Show every row below that contains the word "girl", copying each one in full.
****************
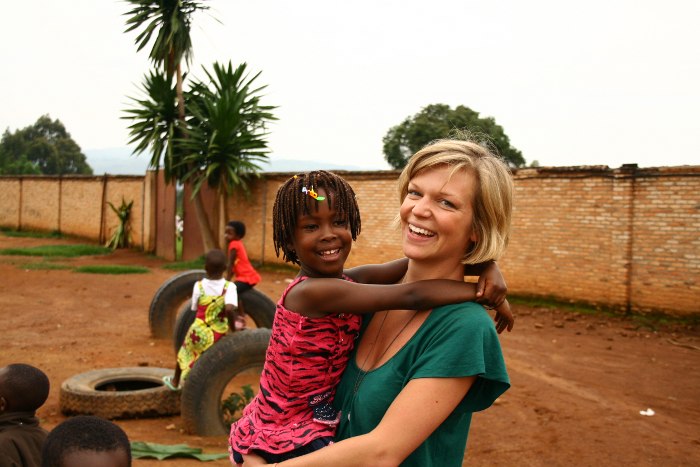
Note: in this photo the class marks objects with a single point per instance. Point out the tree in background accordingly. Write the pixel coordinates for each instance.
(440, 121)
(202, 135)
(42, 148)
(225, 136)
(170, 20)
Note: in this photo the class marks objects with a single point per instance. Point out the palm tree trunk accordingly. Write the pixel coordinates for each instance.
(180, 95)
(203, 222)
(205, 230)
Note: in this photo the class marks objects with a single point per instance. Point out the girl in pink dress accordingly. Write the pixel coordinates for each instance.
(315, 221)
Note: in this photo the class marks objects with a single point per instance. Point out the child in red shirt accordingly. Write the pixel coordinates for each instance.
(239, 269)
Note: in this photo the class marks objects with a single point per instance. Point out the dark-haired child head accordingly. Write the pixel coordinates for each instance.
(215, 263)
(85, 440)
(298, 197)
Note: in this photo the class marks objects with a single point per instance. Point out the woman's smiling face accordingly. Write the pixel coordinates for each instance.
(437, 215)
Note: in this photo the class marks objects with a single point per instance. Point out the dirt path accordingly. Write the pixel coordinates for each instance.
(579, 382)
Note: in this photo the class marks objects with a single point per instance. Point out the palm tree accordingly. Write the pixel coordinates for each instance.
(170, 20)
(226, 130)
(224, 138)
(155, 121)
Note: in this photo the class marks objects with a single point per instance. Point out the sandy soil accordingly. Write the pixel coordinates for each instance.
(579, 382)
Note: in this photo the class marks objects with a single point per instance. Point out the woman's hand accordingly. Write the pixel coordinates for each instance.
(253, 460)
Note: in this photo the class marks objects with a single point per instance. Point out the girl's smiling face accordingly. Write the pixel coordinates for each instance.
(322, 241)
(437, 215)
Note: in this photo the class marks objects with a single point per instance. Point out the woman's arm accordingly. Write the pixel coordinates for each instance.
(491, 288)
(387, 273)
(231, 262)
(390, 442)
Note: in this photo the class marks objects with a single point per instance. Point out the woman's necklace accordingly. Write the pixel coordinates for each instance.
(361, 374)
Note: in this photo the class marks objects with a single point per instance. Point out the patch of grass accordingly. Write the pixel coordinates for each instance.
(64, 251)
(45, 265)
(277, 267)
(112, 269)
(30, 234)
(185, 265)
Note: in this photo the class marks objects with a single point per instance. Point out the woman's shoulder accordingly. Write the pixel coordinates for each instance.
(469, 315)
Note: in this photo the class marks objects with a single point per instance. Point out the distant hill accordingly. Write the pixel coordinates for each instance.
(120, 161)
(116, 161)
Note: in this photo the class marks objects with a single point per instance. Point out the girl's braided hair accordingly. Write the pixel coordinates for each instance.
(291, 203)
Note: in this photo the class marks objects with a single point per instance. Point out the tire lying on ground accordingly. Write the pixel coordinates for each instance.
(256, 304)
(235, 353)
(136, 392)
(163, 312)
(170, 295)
****************
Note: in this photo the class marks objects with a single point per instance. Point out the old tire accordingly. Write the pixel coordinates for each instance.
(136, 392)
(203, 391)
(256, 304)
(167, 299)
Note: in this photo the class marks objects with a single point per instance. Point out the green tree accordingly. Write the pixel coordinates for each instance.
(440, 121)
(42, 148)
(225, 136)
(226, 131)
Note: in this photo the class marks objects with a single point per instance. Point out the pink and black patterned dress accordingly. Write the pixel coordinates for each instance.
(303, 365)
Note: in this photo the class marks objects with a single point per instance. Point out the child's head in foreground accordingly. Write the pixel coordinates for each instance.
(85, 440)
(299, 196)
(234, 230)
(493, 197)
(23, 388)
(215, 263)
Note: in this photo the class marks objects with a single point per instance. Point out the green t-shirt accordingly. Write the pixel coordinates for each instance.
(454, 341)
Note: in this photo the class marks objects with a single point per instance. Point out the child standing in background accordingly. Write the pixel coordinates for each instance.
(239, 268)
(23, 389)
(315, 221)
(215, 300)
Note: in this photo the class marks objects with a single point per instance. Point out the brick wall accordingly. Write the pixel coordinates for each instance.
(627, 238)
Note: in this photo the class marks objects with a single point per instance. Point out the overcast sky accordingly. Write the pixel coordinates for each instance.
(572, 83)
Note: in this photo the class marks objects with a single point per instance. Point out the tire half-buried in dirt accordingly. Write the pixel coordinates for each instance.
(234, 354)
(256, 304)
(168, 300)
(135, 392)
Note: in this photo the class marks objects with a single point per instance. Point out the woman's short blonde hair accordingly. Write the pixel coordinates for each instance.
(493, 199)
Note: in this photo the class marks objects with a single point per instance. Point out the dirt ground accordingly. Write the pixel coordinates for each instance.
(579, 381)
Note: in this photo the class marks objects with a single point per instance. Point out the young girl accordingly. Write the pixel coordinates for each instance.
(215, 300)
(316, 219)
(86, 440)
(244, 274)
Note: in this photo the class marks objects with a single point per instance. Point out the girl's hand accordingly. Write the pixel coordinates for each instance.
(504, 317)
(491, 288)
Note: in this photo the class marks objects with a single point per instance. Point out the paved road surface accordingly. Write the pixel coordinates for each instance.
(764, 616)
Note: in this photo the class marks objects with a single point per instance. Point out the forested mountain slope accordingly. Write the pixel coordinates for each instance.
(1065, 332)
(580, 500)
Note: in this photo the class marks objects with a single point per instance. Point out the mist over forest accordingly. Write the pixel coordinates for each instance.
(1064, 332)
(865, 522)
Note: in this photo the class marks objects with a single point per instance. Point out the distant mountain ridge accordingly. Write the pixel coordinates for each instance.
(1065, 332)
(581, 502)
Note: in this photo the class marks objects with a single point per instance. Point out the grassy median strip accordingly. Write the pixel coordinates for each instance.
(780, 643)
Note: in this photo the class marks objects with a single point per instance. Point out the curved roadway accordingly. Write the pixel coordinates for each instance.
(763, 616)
****************
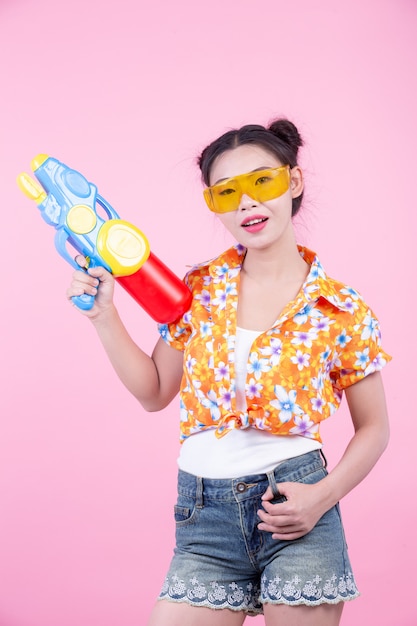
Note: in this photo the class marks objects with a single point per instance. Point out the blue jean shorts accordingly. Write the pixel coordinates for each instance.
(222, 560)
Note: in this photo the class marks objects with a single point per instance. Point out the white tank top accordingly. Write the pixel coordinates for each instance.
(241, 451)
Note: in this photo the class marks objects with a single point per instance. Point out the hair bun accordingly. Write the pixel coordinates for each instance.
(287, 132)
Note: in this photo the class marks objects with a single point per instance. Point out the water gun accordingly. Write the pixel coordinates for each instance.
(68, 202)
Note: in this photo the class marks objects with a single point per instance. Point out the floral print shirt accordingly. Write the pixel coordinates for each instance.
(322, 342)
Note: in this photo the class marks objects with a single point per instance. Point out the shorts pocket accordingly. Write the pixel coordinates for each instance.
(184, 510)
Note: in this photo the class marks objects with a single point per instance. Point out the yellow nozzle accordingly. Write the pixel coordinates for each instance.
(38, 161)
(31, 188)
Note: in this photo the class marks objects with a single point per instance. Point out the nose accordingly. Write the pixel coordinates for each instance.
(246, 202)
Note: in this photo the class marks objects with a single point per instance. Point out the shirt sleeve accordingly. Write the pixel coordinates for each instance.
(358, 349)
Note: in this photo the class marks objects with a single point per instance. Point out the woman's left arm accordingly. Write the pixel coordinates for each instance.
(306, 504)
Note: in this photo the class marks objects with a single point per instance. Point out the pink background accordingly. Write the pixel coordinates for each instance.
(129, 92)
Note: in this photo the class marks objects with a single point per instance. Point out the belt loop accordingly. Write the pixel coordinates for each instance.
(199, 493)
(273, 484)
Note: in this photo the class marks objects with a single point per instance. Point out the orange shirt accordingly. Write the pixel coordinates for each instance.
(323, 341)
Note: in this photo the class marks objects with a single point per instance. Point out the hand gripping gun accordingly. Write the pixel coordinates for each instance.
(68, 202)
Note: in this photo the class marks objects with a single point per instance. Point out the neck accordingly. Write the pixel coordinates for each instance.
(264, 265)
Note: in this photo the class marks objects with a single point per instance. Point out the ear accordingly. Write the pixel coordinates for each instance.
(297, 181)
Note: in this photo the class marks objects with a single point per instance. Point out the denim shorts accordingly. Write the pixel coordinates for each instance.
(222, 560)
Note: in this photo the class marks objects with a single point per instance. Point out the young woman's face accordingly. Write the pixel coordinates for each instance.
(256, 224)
****************
REPLY TO THE EXERCISE
Note: in this photo the class marks objects with a single point per instance. Point out the girl in pink dress accordingly. Write the pixel coordinates for each instance.
Note: in this photo the class marks objects with a single point per instance. Point out the girl's smiling face accordingly. Write the pixel coordinates for each instance.
Note: in this photo the class marks objects with a single point per instance. Point out the girl's braided hair accordingly. Write the pixel coordinates for each instance.
Note: in this photo the class marks objects with a single point per instance. Point out the young girl accordingly. Write the pixel coordinates for each instance.
Note: in this photo the class marks objects with a single point per instance. Point out the girl's hand accordingly. Write the pixel coordinates for each instance.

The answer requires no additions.